> **Request**:
Update the lines in the material by replacing every occurrence of "white wall" with "painted wall" and leaving everything else unchanged. Omit the pictures from your answer.
BEGIN Dataset records
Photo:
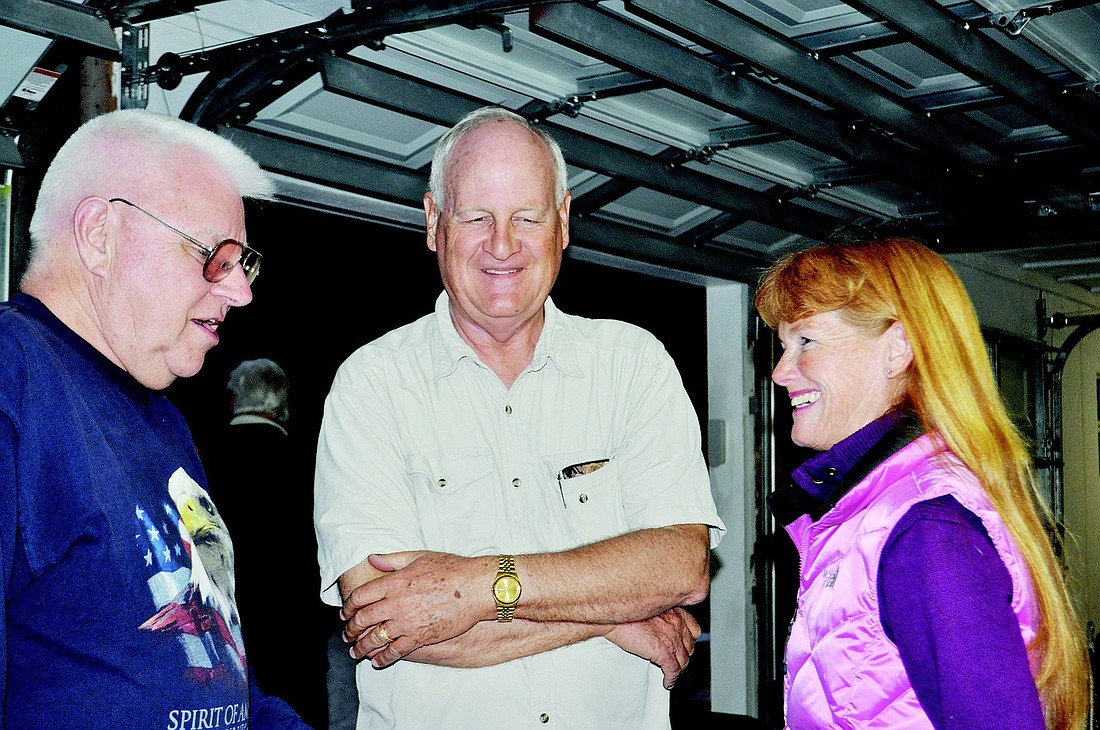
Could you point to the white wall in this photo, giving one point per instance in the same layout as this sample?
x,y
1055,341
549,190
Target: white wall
x,y
734,665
END Dataset records
> **Result of this exercise**:
Photo:
Could you point to the painted wall in this photo, giving one point per instance in the same layout as this sample?
x,y
1055,341
549,190
Target: painted wall
x,y
734,665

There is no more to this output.